Count the lines in the records below that contain the string "woman". Reply with the number alone.

── DATA FOR THIS EXERCISE

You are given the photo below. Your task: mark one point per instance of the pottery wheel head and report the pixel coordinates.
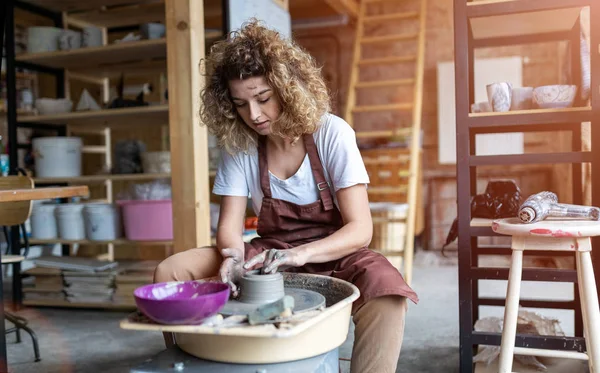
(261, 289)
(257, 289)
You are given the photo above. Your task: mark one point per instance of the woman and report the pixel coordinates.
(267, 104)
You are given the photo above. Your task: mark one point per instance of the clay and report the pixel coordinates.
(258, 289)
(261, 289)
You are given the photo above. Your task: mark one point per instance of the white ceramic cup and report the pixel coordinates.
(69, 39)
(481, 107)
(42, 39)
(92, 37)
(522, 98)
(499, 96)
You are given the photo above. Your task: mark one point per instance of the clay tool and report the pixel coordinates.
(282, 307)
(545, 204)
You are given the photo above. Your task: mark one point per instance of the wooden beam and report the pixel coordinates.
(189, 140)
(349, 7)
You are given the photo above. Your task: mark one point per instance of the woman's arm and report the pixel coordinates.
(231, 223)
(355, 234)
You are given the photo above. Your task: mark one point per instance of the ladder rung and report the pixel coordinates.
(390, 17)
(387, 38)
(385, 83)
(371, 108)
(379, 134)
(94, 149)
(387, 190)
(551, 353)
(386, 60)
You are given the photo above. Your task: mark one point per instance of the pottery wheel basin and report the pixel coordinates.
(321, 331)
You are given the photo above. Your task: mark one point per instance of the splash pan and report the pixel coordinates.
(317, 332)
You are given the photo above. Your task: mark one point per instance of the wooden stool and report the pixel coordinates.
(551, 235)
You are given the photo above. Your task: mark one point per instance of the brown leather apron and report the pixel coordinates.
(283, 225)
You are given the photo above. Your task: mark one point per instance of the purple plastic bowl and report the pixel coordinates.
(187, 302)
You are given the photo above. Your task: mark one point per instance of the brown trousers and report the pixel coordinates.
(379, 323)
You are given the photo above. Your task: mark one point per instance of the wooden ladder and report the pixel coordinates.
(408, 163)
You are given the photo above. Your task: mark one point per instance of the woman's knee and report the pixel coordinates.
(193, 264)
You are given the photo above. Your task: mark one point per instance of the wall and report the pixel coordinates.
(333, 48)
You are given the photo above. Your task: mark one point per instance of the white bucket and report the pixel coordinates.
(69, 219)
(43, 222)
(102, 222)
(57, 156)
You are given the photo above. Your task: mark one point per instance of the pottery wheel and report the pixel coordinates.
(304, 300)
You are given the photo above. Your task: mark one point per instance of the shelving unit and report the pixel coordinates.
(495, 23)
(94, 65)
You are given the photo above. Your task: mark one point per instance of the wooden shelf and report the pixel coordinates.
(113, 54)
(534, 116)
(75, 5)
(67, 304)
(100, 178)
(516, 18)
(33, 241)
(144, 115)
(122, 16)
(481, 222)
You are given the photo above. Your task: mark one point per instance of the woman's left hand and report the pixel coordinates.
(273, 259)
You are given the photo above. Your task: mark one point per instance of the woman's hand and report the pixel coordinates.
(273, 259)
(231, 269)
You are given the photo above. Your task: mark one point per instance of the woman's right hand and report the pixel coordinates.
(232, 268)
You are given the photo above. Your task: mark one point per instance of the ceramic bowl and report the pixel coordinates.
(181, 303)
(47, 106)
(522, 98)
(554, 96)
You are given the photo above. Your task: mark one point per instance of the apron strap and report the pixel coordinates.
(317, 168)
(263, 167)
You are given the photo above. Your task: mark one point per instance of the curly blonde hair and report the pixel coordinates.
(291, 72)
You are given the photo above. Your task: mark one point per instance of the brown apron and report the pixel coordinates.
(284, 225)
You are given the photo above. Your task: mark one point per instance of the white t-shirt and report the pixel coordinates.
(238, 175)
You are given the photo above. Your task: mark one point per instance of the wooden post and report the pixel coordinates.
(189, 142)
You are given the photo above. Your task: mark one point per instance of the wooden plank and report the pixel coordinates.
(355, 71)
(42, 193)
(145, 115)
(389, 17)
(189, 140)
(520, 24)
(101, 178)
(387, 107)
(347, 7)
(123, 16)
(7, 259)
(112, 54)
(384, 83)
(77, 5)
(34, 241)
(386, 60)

────
── DATA FOR THIS EXERCISE

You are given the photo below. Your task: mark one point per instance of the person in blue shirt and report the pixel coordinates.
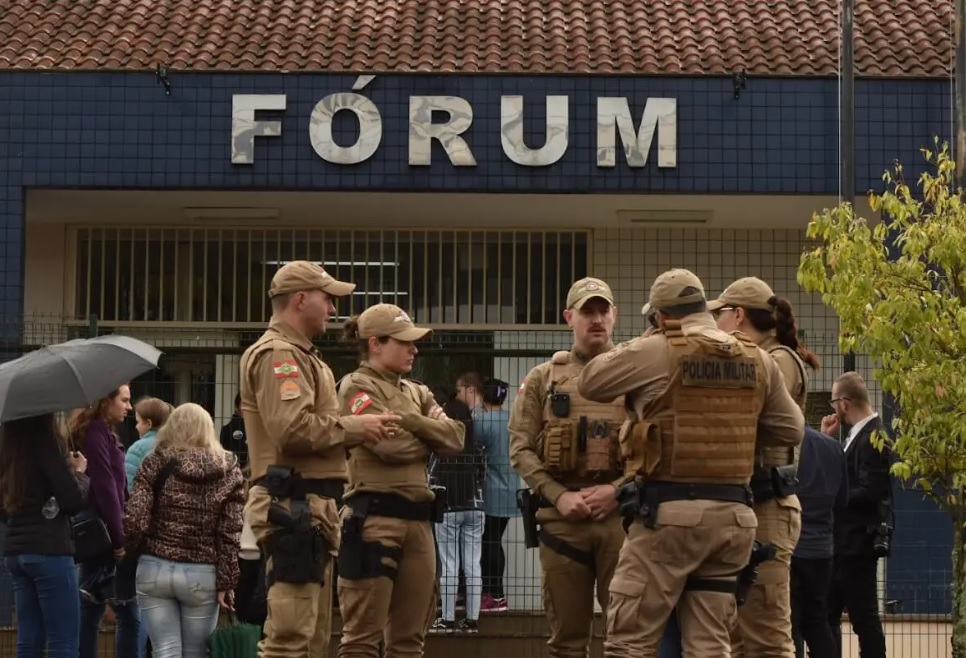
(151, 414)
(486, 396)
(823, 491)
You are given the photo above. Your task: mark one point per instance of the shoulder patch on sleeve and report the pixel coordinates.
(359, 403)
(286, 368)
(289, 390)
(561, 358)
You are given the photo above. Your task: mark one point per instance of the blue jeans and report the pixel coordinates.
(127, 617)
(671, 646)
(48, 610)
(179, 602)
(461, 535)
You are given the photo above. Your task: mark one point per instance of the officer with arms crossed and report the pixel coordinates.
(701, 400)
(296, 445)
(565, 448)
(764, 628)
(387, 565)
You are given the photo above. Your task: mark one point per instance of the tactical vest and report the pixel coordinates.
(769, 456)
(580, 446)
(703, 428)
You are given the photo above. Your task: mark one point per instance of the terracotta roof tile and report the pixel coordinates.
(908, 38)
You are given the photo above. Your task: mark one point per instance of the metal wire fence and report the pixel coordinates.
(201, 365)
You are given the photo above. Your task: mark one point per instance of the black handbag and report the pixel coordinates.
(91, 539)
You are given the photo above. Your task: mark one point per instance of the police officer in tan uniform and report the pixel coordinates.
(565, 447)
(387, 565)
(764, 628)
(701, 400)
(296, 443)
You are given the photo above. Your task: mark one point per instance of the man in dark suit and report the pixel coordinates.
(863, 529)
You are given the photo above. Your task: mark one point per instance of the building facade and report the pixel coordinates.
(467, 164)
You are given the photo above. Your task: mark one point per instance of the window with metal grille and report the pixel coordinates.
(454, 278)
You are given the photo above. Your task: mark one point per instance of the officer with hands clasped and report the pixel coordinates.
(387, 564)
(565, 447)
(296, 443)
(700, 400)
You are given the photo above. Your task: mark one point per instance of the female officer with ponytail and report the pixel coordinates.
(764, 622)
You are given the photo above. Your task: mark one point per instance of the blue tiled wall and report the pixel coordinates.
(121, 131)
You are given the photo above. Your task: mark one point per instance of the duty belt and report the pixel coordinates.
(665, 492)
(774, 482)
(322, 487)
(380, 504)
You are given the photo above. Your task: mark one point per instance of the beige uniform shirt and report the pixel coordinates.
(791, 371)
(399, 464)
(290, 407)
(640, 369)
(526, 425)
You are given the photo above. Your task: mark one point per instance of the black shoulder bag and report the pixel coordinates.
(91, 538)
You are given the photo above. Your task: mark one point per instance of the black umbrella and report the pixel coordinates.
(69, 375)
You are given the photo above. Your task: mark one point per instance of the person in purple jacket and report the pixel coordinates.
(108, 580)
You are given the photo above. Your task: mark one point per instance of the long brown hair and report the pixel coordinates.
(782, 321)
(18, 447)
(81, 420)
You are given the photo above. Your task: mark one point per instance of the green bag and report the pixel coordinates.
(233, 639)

────
── DATA FOR THIS EXERCISE

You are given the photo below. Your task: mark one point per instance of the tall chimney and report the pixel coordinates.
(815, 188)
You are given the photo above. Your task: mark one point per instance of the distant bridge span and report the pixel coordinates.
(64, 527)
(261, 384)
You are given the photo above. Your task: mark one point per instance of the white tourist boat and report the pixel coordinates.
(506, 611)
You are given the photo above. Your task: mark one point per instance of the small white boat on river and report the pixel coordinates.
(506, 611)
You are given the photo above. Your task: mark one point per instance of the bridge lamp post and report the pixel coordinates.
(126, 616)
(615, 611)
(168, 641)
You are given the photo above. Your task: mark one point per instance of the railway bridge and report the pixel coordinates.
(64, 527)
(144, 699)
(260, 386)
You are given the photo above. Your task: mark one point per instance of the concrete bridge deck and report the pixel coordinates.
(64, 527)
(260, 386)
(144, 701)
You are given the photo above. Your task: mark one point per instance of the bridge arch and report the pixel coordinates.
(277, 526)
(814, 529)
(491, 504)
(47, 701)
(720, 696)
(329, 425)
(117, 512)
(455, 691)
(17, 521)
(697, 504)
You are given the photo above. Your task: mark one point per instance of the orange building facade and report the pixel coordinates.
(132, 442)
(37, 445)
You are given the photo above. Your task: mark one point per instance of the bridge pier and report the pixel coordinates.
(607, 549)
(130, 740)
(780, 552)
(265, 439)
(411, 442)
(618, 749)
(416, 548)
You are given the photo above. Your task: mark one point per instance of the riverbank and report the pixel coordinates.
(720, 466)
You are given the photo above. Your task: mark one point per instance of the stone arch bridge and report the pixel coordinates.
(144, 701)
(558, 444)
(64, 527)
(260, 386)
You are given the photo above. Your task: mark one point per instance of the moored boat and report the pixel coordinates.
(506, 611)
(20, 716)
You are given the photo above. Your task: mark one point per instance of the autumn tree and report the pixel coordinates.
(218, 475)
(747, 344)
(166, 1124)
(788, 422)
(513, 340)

────

[EXERCISE RESPONSE] 6